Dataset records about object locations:
•••

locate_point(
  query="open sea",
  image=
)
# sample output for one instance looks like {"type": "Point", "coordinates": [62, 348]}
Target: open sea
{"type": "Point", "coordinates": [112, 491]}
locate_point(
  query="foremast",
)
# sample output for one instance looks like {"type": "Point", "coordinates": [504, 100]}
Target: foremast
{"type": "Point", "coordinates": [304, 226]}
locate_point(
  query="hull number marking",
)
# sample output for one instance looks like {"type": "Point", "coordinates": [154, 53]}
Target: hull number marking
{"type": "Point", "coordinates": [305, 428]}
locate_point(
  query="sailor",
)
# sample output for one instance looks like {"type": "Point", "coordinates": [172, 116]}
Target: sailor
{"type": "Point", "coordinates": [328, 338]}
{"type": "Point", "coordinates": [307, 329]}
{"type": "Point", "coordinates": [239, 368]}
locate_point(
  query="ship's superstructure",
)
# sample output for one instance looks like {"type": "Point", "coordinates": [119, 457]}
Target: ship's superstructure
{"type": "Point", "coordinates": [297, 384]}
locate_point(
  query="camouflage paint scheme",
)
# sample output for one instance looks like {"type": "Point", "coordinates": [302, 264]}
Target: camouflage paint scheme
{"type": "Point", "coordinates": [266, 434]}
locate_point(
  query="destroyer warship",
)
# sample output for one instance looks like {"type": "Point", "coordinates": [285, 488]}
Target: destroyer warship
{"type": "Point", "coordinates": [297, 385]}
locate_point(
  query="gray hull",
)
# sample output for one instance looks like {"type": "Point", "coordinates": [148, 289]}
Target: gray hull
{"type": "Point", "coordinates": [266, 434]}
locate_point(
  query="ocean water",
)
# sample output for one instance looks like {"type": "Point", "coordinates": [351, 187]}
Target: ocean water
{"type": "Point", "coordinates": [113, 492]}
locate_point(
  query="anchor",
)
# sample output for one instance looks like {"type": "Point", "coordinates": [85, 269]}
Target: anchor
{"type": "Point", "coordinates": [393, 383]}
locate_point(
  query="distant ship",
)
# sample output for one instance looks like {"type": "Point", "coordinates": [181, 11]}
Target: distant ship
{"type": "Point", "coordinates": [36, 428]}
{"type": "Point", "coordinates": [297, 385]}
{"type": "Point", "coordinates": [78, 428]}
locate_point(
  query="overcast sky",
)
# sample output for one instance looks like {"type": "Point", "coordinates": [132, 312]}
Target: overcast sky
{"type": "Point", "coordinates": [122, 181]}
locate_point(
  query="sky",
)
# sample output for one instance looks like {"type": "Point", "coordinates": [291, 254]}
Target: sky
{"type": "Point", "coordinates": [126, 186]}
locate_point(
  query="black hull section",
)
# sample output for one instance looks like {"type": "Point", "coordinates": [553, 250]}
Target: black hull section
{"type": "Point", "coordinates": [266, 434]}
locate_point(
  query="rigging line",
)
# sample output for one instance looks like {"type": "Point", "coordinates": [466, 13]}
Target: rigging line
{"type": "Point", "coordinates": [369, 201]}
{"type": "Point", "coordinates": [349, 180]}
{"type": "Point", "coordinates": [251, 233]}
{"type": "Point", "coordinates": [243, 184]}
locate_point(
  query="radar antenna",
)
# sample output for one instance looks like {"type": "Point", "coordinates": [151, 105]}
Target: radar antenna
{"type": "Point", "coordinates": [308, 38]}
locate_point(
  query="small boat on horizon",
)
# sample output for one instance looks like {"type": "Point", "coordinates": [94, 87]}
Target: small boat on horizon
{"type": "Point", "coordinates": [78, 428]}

•••

■ What the task asks ■
Extract the listing in its entirety and repeat it exactly.

■ Answer to this problem ■
locate_point(
  query="open sea",
  image=
)
# sample output for one instance looks like {"type": "Point", "coordinates": [62, 348]}
Target: open sea
{"type": "Point", "coordinates": [112, 491]}
locate_point(
  query="foremast",
)
# sample output for one instance looks like {"type": "Point", "coordinates": [504, 100]}
Target: foremast
{"type": "Point", "coordinates": [304, 226]}
locate_point(
  query="hull number marking",
)
# sample output for one instance looks like {"type": "Point", "coordinates": [154, 53]}
Target: hull number marking
{"type": "Point", "coordinates": [305, 428]}
locate_point(
  query="sailor",
)
# sample output for one instance looks like {"type": "Point", "coordinates": [172, 116]}
Target: sailor
{"type": "Point", "coordinates": [328, 338]}
{"type": "Point", "coordinates": [307, 329]}
{"type": "Point", "coordinates": [239, 368]}
locate_point(
  query="ship's superstructure",
)
# sample output for one instance looks like {"type": "Point", "coordinates": [119, 457]}
Target: ship's superstructure
{"type": "Point", "coordinates": [297, 384]}
locate_point(
  query="camouflage paint scheme",
)
# sample output for one instance looks like {"type": "Point", "coordinates": [302, 264]}
Target: camouflage paint scheme
{"type": "Point", "coordinates": [266, 434]}
locate_point(
  query="destroyer warship",
)
# sample output for one instance looks like {"type": "Point", "coordinates": [285, 488]}
Target: destroyer warship
{"type": "Point", "coordinates": [297, 385]}
locate_point(
  query="gray hull",
)
# sample output for one instance looks like {"type": "Point", "coordinates": [148, 289]}
Target: gray hull
{"type": "Point", "coordinates": [266, 434]}
locate_point(
  query="ocean water",
)
# sample output for one instance looks like {"type": "Point", "coordinates": [351, 187]}
Target: ocean water
{"type": "Point", "coordinates": [113, 492]}
locate_point(
  query="anchor",
)
# sample output for one instance looks like {"type": "Point", "coordinates": [85, 269]}
Target: anchor
{"type": "Point", "coordinates": [393, 383]}
locate_point(
  query="distant ship",
)
# sample output for one instance looks like {"type": "Point", "coordinates": [181, 11]}
Target: distant ship
{"type": "Point", "coordinates": [36, 428]}
{"type": "Point", "coordinates": [297, 385]}
{"type": "Point", "coordinates": [78, 428]}
locate_point(
  query="overcast sky",
)
# sample output for one instance looks like {"type": "Point", "coordinates": [132, 312]}
Target: overcast sky
{"type": "Point", "coordinates": [122, 181]}
locate_point(
  query="sky",
)
# sample output for one instance looks like {"type": "Point", "coordinates": [291, 254]}
Target: sky
{"type": "Point", "coordinates": [126, 186]}
locate_point(
  query="black hull section",
)
# sample output for one instance looks like {"type": "Point", "coordinates": [553, 250]}
Target: black hull section
{"type": "Point", "coordinates": [266, 434]}
locate_point(
  query="rigging line",
)
# sample output for one instance looks like {"type": "Point", "coordinates": [466, 13]}
Target: rigging line
{"type": "Point", "coordinates": [369, 201]}
{"type": "Point", "coordinates": [349, 180]}
{"type": "Point", "coordinates": [251, 233]}
{"type": "Point", "coordinates": [243, 184]}
locate_point(
  query="radar antenna",
)
# sample output for one instance looks like {"type": "Point", "coordinates": [151, 105]}
Target: radar antenna
{"type": "Point", "coordinates": [308, 38]}
locate_point(
  query="small boat on horizon",
)
# sample output for one instance looks like {"type": "Point", "coordinates": [94, 87]}
Target: small boat on horizon
{"type": "Point", "coordinates": [78, 428]}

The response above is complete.